[Referring expression data]
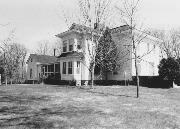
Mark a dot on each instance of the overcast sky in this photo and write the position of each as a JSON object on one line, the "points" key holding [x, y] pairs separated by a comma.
{"points": [[36, 20]]}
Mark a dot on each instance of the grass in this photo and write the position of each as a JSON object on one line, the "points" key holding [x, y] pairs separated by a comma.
{"points": [[55, 107]]}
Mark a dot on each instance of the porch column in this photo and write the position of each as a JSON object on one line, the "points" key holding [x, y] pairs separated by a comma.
{"points": [[54, 68]]}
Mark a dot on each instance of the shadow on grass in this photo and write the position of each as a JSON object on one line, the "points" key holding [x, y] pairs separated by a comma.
{"points": [[21, 114], [109, 94]]}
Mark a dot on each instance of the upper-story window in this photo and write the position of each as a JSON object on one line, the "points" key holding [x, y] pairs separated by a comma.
{"points": [[64, 67], [78, 67], [71, 43], [65, 46], [70, 67], [30, 73], [79, 44]]}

**WHAT YOU ARE ASKED TO DO**
Each entry above must be repeated word for word, minus its images.

**YOUR RESPONSE**
Mark a dot on each instance of the overcast sky in this photo and write the position of each as a JSON object on one line, the "points" key holding [x, y] pairs separated by a comma.
{"points": [[36, 20]]}
Mark a dot on each instance of the grass in this photo and write the position of each as a JSON object on one line, the "points" key holding [x, y] pairs separated by a comma.
{"points": [[55, 107]]}
Mark a dot on each instance of the porch column in this photo and write the position of each as a JSON object on one line, the "points" key holding [x, y] pairs separated by a comma.
{"points": [[54, 68]]}
Mark a dot on each instance of the shadow on grass in this photo and write the position of each as a JSON object on one line, the "points" key holding [x, y] pairs separated by a comma.
{"points": [[21, 114], [109, 94]]}
Mark a dot on each instance of the upper-story window in this photo and write the position of each as a JSON object on one line, the "points" key holding [x, y] pairs separated by a comma.
{"points": [[64, 67], [78, 67], [71, 43], [65, 46], [70, 67], [30, 73], [79, 44]]}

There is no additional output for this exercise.